Copy exactly, and only, the lines from the line containing "Thank you for the photo. Could you tag the green" through the last line of the records below, both included, and leave out any pictures.

──────

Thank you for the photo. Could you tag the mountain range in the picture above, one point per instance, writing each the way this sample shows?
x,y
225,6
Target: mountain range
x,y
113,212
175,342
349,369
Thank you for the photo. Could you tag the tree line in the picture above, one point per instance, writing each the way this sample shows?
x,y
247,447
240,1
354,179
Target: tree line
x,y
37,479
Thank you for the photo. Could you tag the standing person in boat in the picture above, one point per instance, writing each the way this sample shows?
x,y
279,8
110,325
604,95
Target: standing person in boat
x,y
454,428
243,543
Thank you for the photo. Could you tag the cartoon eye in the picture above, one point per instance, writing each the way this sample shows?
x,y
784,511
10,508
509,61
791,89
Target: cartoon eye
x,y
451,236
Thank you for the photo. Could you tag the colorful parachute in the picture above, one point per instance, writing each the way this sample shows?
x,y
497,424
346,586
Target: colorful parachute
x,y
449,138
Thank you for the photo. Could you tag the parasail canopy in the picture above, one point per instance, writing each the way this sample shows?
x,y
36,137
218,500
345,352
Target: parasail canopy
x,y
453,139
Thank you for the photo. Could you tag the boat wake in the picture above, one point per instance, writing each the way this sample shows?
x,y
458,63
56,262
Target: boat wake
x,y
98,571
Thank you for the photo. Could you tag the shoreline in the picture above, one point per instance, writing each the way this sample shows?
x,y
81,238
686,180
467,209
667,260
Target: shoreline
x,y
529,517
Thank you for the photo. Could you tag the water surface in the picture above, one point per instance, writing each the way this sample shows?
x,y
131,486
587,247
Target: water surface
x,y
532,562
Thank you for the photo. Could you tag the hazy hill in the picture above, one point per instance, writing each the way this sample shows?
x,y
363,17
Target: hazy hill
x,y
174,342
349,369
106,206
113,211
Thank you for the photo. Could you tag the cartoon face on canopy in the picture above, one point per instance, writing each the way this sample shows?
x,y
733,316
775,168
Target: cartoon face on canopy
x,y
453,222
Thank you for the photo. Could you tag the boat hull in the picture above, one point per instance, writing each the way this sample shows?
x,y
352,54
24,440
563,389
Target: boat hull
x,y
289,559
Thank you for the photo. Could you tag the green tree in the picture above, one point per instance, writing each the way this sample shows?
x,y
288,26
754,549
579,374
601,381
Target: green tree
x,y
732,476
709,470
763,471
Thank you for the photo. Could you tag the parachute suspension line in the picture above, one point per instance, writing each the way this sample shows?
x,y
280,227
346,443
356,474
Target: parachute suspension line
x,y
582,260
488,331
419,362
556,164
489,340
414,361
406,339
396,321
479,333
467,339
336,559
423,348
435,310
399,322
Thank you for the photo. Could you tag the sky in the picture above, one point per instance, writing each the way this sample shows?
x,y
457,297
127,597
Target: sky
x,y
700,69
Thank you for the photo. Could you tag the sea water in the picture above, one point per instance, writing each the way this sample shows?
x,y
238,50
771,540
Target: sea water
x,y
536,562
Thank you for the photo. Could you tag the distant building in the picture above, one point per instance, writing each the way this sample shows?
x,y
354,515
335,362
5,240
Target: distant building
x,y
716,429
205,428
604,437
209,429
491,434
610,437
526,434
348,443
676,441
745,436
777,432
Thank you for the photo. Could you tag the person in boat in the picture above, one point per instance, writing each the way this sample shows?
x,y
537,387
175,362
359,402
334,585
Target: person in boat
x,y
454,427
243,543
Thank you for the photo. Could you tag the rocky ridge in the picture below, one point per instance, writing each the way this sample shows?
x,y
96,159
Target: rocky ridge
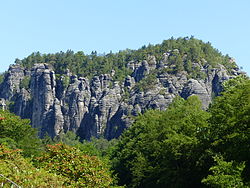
x,y
101,106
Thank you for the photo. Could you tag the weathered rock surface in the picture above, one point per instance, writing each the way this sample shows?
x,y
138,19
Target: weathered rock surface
x,y
101,106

──────

Output below:
Thank you for the photo. Could you tag the green tree in the picture above, one point per instance, writing each the way this sample shows?
x,y
288,26
754,549
579,374
601,381
Target: green tree
x,y
732,476
709,470
763,471
Thank you for the photo. Could you tag the parachute suspension line in the picture above, one point per instance, writing each the way this sample shows?
x,y
280,227
346,443
356,474
Target: parachute suspension line
x,y
582,260
488,331
419,362
556,164
489,340
414,361
406,339
396,321
479,333
467,339
336,559
423,348
435,310
399,322
Thank you for the photo. Could you tag the sky in the picture above, one point per instance, writing each the way this sample shows?
x,y
457,297
127,597
Target: sky
x,y
700,69
Thank you for the photo. Could you tag the sea water in the picture above, one point per instance, writing each the way this sample shows?
x,y
238,50
771,540
Target: sea water
x,y
536,562
Thank you for the photo. Could you tag the distant building in the picture above, one point per instance, writing each the way this sample shows?
x,y
354,515
335,362
5,240
Target: distant building
x,y
716,429
205,428
604,437
209,429
491,434
610,437
526,434
348,443
676,441
745,436
777,432
Thank you for the photo. Could you tag the person in boat in the picture above, one point per instance, writing each the way this sample shows?
x,y
537,387
175,362
359,402
334,585
Target: person in boat
x,y
454,427
243,543
Thank you for the photo. Could you tag the rocky ridge in the picture below, one point per instance, writing each the way this sample shows?
x,y
96,159
Target: rocky ridge
x,y
101,106
Thank you for the photo. Could you tag the weathered rock surface in the picture above, one point per instance, writing each the way this sample shows?
x,y
138,19
Target: weathered rock surface
x,y
101,106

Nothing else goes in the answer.